*WHAT YOU HAVE TO DO*
Would you count how many lines of the entries below include the word "green"? Give nothing but the number.
(STORED DATA)
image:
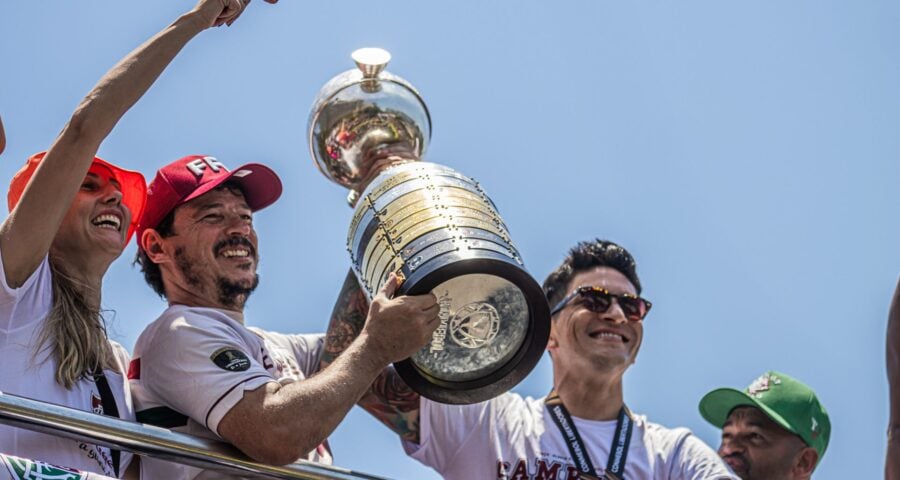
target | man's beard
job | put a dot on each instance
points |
(231, 294)
(234, 294)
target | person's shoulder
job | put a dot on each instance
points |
(661, 431)
(180, 323)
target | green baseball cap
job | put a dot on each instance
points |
(786, 400)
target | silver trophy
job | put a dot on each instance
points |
(436, 227)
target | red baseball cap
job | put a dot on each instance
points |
(133, 185)
(186, 179)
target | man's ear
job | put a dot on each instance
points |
(552, 344)
(805, 463)
(153, 245)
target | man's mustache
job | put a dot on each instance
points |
(234, 242)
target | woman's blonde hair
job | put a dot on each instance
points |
(74, 331)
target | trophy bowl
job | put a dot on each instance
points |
(435, 227)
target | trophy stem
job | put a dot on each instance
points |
(381, 159)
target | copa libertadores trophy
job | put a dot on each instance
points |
(368, 131)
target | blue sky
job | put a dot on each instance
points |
(746, 153)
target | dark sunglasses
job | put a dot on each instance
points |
(598, 300)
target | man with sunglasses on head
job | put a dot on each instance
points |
(582, 428)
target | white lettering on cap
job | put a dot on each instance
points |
(197, 166)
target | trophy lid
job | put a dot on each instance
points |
(363, 116)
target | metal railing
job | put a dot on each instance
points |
(155, 442)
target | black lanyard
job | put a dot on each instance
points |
(615, 466)
(109, 409)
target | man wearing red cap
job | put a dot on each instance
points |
(71, 215)
(199, 369)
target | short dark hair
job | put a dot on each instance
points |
(585, 256)
(151, 271)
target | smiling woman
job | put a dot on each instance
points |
(71, 215)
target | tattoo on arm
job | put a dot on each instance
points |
(389, 399)
(347, 320)
(394, 404)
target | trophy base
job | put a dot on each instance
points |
(497, 339)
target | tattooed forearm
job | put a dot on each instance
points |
(347, 320)
(389, 399)
(394, 404)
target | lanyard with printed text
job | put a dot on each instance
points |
(615, 466)
(109, 409)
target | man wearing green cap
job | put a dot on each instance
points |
(775, 429)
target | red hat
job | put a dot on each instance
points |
(188, 178)
(133, 185)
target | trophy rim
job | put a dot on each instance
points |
(319, 103)
(510, 373)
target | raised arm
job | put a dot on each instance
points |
(278, 424)
(27, 233)
(892, 464)
(389, 399)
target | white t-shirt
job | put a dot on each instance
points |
(22, 314)
(193, 364)
(513, 438)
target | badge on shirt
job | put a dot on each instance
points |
(22, 468)
(230, 359)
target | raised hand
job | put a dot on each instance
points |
(398, 327)
(216, 13)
(End STORED DATA)
*RESPONSE TO THIS EXERCISE*
2